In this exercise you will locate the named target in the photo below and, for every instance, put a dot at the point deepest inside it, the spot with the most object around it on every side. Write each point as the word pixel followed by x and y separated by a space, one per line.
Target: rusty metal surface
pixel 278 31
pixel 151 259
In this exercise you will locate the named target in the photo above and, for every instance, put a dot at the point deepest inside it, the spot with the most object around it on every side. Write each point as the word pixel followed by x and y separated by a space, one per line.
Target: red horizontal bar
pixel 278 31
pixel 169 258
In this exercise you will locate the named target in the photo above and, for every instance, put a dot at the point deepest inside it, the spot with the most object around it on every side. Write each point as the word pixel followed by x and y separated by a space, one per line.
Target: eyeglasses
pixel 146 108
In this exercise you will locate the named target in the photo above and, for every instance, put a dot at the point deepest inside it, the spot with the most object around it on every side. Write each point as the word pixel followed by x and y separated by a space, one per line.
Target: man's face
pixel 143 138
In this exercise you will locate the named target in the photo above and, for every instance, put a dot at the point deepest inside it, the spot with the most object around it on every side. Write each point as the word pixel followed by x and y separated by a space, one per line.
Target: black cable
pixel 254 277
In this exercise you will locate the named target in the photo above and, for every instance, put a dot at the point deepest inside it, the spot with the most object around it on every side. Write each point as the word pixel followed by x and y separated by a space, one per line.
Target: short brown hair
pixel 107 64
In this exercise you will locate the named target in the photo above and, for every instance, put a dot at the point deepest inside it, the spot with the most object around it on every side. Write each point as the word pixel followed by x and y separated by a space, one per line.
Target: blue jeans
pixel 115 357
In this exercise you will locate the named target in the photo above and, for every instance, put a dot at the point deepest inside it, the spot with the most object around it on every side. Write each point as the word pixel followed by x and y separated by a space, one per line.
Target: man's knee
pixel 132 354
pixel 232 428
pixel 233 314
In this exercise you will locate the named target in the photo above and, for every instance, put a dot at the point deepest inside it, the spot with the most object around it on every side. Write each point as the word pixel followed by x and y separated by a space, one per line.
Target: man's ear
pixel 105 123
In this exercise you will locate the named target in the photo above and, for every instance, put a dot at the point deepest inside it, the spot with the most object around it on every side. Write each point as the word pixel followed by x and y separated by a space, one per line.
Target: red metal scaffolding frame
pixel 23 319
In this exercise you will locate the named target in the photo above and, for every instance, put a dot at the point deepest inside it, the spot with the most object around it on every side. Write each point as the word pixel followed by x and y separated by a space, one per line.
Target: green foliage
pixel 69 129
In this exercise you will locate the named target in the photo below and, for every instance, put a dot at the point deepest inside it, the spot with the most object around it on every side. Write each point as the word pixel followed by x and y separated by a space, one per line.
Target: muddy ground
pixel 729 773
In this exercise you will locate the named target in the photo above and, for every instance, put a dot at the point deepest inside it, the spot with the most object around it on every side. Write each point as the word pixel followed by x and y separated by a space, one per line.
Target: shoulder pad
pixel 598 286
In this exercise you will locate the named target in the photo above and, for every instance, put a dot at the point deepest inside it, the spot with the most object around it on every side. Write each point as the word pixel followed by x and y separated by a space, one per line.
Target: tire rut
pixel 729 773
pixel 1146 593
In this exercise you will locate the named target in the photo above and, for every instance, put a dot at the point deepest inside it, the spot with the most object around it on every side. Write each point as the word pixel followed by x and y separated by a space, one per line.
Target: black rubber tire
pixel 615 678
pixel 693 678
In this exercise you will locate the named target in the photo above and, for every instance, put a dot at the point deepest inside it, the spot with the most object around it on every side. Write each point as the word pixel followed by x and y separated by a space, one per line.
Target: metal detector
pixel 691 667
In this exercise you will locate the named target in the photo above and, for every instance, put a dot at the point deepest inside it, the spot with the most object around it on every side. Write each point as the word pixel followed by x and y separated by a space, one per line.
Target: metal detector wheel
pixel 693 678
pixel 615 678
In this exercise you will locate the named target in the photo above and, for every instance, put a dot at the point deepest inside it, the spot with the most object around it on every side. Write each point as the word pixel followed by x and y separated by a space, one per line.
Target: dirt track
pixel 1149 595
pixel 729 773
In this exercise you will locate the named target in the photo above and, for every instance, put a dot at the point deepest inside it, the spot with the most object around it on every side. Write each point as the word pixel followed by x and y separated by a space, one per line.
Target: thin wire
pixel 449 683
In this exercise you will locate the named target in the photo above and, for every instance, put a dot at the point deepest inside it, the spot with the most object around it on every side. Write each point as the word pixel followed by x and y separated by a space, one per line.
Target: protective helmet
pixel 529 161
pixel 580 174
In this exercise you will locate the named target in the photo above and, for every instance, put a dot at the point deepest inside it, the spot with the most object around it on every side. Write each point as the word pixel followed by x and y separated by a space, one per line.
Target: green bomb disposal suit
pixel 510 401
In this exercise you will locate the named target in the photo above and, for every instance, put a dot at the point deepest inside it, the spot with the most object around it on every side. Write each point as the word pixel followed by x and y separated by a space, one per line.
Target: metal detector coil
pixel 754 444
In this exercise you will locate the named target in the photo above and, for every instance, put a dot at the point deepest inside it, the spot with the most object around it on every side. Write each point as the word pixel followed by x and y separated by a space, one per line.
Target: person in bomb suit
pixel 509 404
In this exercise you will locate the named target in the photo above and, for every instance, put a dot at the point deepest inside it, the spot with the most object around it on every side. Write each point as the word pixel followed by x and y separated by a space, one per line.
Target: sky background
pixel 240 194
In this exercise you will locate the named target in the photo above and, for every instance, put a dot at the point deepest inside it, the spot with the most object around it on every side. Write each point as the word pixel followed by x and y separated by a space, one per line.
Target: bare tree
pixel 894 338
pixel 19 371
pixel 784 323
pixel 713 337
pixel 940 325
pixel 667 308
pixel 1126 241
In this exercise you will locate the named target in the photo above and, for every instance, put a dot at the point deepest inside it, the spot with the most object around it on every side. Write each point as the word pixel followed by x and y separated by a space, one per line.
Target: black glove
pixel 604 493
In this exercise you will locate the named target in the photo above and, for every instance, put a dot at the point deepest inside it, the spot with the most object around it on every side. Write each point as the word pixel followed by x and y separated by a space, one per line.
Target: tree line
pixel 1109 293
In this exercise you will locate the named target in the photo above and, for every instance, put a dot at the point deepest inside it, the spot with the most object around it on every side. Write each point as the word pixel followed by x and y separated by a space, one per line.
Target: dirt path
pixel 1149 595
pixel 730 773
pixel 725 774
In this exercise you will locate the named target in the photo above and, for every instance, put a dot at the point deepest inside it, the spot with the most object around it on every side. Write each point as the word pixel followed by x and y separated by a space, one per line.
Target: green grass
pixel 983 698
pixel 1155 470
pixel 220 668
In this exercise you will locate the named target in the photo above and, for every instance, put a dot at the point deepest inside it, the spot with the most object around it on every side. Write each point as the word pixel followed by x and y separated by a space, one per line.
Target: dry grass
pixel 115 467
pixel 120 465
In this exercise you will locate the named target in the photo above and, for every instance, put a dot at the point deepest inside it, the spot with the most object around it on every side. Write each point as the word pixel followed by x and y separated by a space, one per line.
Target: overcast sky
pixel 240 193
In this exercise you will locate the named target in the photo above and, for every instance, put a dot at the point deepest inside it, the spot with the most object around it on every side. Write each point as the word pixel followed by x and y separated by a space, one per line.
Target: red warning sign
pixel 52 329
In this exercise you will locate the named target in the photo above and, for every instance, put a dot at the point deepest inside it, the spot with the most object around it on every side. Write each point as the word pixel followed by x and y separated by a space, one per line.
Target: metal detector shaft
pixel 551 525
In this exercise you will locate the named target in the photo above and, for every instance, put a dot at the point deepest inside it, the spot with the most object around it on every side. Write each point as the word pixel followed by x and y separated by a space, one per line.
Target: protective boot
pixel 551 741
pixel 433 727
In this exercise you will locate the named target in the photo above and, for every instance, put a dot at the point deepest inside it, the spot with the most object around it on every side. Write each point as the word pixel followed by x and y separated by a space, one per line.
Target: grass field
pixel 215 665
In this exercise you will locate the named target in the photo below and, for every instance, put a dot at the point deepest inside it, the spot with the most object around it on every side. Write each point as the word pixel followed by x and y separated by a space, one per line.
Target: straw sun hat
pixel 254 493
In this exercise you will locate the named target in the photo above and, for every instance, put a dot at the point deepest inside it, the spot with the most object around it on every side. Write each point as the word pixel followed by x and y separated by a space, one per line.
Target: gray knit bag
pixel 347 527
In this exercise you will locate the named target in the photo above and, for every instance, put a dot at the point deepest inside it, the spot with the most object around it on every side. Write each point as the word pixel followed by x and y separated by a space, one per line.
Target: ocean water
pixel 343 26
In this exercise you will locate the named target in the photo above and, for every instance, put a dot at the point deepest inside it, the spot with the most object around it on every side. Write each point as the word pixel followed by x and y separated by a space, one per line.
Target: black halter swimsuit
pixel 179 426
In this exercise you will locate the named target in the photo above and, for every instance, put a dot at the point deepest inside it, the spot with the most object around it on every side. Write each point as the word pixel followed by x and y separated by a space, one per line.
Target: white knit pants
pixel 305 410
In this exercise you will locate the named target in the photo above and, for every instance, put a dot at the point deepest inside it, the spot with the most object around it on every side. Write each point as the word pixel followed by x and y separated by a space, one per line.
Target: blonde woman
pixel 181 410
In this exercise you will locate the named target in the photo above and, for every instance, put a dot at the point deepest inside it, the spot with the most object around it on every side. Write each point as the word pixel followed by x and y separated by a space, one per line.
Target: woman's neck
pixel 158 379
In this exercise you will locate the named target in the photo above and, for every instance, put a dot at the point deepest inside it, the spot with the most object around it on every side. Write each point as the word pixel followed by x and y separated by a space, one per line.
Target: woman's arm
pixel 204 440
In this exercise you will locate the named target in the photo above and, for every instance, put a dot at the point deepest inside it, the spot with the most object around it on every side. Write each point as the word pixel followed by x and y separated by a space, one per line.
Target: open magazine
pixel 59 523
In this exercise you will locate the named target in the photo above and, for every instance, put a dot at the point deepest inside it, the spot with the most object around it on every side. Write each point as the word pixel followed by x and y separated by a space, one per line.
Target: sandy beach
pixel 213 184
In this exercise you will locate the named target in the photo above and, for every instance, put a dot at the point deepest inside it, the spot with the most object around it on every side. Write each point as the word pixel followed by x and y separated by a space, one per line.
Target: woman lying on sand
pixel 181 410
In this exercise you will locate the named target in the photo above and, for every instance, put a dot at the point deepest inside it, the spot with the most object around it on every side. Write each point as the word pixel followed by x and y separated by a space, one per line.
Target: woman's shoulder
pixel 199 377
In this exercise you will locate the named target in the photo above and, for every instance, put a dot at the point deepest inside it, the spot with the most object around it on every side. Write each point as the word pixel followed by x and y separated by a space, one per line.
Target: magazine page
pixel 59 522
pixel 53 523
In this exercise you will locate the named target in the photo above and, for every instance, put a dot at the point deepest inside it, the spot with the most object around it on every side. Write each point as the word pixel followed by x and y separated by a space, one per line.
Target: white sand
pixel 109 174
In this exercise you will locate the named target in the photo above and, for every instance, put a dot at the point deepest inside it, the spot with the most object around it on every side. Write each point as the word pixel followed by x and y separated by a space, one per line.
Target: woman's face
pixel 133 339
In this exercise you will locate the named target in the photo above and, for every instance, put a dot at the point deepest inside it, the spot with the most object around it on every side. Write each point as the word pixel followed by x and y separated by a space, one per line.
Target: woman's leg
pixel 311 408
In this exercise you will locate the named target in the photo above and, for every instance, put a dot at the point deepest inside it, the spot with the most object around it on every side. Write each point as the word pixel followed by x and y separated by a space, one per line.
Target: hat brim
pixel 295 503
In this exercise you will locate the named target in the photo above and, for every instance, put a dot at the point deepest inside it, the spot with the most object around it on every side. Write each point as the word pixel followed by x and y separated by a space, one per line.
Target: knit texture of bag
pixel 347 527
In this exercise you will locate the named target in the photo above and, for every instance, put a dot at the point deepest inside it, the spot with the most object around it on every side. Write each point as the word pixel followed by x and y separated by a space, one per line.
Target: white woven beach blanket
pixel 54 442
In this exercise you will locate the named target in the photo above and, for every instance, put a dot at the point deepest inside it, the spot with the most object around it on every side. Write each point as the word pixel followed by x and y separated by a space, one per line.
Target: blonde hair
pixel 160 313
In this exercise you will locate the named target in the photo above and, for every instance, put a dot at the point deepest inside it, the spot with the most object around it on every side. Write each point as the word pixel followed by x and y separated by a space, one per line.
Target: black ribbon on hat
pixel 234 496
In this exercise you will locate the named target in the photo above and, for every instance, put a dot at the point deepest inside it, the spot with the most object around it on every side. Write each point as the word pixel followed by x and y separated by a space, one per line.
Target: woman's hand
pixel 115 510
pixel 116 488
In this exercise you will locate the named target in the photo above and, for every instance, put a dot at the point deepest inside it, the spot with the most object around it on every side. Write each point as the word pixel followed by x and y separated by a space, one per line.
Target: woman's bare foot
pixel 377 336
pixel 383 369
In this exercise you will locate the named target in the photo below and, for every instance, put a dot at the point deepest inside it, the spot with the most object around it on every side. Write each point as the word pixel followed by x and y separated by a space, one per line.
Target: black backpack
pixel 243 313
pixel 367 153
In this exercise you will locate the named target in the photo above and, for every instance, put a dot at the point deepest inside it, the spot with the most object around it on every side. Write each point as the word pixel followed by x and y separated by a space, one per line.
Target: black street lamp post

# WORK TO COMPLETE
Retype the lines above without alteration. The first is the one containing "Target: black backpack", and the last is the final line of the data.

# RESPONSE FOR THIS EXERCISE
Target: black backpack
pixel 243 313
pixel 367 153
In this exercise you will locate the named target in the photo above and, for every instance, put a dot at the point deepest inside it, the spot with the most object around it on every side. Write each point as the word pixel followed by x and y separated by a space, one per line.
Target: black street lamp post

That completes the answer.